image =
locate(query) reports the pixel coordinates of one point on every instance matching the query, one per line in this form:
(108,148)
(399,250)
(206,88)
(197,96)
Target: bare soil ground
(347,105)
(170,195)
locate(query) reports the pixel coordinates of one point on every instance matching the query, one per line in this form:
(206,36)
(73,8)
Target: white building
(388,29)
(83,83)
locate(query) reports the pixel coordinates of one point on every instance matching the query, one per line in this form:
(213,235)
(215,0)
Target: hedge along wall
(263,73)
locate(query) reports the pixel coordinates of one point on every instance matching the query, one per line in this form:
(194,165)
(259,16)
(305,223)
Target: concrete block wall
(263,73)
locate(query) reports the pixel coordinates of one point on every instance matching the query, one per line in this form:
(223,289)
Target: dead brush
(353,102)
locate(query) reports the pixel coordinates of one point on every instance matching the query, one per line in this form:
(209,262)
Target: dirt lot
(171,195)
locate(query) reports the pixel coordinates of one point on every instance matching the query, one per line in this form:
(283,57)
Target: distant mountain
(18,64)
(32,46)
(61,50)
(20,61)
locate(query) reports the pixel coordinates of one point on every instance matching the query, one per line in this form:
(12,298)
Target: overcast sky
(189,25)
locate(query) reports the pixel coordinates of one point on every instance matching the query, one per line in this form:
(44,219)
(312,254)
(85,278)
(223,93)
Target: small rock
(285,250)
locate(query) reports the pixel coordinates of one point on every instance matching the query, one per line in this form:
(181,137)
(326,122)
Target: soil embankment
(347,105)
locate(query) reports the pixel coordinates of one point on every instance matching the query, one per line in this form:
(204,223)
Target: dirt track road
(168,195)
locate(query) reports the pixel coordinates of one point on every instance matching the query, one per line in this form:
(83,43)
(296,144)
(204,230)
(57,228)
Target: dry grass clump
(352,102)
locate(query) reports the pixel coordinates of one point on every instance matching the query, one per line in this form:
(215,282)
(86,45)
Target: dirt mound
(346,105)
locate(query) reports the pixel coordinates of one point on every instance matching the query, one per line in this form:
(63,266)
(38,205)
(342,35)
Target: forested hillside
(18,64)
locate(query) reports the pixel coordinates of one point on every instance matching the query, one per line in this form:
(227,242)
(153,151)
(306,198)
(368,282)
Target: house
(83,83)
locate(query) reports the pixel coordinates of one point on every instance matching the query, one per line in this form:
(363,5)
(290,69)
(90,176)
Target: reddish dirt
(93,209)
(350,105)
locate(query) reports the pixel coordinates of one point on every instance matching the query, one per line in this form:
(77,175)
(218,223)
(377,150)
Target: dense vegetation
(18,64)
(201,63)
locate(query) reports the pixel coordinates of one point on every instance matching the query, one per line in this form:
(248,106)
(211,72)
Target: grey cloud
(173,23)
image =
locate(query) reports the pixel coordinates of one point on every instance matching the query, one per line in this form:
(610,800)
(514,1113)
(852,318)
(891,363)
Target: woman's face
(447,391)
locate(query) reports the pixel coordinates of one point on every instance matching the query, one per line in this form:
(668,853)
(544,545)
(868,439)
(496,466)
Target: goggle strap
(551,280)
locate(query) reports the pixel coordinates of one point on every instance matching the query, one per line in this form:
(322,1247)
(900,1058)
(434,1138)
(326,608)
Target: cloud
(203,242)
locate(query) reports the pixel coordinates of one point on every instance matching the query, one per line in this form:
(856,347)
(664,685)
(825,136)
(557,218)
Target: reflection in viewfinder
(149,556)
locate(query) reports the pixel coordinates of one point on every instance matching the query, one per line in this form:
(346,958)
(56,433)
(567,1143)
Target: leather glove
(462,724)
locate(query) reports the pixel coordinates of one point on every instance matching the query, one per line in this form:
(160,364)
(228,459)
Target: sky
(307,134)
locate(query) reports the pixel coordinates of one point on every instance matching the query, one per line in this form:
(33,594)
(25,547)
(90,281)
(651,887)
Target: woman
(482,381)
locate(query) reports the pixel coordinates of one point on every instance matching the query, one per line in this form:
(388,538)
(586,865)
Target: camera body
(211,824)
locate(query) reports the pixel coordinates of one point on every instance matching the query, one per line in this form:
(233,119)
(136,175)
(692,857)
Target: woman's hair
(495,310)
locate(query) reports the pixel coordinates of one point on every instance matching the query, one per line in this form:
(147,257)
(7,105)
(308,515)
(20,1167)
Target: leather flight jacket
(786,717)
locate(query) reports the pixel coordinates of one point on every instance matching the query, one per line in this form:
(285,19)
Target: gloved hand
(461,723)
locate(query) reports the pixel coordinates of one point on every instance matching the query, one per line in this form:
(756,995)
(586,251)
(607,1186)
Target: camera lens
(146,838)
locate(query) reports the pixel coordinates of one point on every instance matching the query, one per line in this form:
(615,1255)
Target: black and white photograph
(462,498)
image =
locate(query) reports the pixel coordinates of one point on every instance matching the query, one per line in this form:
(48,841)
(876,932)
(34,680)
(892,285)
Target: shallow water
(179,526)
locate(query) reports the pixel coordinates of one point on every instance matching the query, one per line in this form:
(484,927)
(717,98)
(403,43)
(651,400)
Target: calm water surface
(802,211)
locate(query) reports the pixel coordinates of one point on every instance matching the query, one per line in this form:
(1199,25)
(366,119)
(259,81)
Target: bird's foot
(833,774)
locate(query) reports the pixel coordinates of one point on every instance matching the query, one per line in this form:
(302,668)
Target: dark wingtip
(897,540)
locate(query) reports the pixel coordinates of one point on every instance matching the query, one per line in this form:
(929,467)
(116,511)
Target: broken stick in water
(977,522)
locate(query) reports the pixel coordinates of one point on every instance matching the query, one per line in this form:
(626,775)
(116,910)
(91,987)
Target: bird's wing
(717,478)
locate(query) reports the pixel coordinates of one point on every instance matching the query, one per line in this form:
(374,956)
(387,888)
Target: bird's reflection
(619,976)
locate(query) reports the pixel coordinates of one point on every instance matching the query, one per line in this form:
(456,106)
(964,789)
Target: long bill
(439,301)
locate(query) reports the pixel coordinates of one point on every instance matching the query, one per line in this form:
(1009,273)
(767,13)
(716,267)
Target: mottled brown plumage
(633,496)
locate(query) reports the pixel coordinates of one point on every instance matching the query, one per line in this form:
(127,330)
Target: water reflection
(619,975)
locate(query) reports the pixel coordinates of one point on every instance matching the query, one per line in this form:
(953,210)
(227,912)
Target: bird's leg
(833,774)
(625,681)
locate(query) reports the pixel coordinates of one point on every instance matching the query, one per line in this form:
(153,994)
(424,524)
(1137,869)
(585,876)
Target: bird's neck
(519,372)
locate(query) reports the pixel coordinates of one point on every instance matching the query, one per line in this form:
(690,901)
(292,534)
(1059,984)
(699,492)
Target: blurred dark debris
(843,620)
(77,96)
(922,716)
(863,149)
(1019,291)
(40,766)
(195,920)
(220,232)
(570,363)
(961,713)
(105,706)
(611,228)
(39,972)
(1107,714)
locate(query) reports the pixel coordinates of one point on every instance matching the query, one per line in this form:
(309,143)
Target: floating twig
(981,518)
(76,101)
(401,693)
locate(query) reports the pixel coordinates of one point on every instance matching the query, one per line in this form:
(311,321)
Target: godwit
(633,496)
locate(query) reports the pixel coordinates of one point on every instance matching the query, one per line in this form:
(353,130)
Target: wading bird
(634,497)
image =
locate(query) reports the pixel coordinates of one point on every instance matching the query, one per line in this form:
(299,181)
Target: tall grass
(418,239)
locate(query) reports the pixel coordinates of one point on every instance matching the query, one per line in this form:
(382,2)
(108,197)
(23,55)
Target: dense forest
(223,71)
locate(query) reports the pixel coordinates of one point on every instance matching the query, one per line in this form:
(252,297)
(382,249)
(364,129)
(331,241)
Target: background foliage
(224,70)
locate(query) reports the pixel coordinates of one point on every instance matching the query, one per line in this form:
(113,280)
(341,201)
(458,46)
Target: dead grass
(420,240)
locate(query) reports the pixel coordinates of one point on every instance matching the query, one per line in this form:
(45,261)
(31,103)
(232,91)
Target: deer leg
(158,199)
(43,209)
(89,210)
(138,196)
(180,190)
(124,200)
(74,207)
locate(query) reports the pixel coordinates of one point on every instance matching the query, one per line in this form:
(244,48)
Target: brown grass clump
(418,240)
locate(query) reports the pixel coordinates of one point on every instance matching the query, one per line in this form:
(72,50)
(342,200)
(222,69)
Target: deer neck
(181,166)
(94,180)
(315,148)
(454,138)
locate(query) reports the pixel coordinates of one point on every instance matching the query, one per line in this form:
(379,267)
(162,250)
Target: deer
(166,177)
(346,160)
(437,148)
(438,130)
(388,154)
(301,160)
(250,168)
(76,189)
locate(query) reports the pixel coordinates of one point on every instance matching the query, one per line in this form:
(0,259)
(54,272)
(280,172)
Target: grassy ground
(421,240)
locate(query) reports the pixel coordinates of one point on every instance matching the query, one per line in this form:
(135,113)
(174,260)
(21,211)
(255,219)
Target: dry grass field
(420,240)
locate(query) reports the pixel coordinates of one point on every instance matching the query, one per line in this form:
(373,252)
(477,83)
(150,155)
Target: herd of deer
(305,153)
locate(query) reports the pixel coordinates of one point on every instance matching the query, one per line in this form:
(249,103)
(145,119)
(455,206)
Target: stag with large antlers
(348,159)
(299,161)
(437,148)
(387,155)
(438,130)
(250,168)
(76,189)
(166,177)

***

### [Aim of the exercise]
Count the lines in the material above that contain the string "clump", treating uppercase and lowercase as different, and reply with the number alone.

### [Reply to the task]
2